I've never seen it anywhere but a pet specific store... they have refrigerated dog food at walmart? I'd love to cook everything for my dog but realistically... I'm not of a cook, and wouldn't know where to start as far as what kinds of foods, how to prepare etc. Good for you!


----------



## Blue_Nose_Bella (Jan 16, 2011)

atomic said:


> I've never seen it anywhere but a pet specific store... they have refrigerated dog food at walmart? I'd love to cook everything for my dog but realistically... I'm not of a cook, and wouldn't know where to start as far as what kinds of foods, how to prepare etc. Good for you!


Yeah, its not for everyone like raw. I had to do lots of research and read two books in regards to raw and home cooked diets. You have to make sure with home cooking that you add all the right vitamins and supplements. My girl was suffering from horrible skin infections being on kibble. All were the best of the best quality but nothing was helping her. Reason why I lost faith in dog food period! And started home cooking  I've seen fresh pet sold here in our local grocery stores here now that I think of it. Just was unsure of the name until I looked at the website. I guess if its working for your girl then that's great


----------



## billy whizz (Dec 31, 2011)

blue nose what an average day of food for bella??

(Entries taken from a collection)
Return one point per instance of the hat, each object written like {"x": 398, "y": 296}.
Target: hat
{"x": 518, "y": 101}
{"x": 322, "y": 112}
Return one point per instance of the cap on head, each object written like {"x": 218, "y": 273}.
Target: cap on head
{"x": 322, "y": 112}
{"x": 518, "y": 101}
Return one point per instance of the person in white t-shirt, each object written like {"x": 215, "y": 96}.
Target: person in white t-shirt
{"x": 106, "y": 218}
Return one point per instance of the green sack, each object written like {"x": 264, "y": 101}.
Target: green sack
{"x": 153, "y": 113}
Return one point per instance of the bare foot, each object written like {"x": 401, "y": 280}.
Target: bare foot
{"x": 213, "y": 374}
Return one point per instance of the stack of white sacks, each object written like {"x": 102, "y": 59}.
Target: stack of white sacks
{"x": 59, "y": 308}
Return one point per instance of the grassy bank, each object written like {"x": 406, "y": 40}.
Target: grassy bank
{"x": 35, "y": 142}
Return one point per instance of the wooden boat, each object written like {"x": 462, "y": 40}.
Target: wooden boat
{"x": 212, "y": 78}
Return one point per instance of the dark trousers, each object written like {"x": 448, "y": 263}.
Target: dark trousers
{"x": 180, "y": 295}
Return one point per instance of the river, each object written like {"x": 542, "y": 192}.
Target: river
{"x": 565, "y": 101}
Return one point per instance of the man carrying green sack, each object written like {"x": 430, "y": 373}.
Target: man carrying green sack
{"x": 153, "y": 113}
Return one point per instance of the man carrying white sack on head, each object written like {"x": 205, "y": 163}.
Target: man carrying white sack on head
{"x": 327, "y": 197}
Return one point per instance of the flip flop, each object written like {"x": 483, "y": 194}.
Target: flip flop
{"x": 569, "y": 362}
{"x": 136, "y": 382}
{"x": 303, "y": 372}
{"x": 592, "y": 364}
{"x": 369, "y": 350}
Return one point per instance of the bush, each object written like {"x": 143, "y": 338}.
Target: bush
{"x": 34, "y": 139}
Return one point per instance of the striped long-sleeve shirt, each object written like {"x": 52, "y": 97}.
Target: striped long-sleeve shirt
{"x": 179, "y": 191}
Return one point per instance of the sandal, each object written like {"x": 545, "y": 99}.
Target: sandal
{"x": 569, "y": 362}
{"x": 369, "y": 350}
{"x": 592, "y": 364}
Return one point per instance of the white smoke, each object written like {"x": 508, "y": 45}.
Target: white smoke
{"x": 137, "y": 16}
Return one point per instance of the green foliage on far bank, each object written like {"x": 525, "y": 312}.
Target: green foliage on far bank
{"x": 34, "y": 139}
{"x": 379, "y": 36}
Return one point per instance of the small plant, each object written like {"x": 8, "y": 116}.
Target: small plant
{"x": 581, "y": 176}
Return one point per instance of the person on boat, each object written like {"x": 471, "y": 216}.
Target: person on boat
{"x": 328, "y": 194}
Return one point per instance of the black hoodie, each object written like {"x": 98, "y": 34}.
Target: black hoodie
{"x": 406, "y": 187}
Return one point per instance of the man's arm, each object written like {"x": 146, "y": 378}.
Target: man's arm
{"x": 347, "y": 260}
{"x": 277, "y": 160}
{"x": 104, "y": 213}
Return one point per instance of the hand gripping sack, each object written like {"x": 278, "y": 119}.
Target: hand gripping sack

To do →
1. Please output the passage of the dog food thread from "Yeah, its not" up to and including "(Dec 31, 2011)".
2. Summarize the dog food thread in two sentences.

Responses →
1.
Yeah, its not for everyone like raw. I had to do lots of research and read two books in regards to raw and home cooked diets. You have to make sure with home cooking that you add all the right vitamins and supplements. My girl was suffering from horrible skin infections being on kibble. All were the best of the best quality but nothing was helping her. Reason why I lost faith in dog food period! And started home cooking  I've seen fresh pet sold here in our local grocery stores here now that I think of it. Just was unsure of the name until I looked at the website. I guess if its working for your girl then that's great


----------



## billy whizz (Dec 31, 2011)

2. Atomic has seen refrigerated dog food only in a pet-specific store and would like to cook everything for a dog but wouldn't know where to start. Blue_Nose_Bella answers that home cooking, like raw feeding, is not for everyone and calls for research and the right vitamins and supplements, and that it began after a dog's skin infections didn't improve on even the best-quality kibble.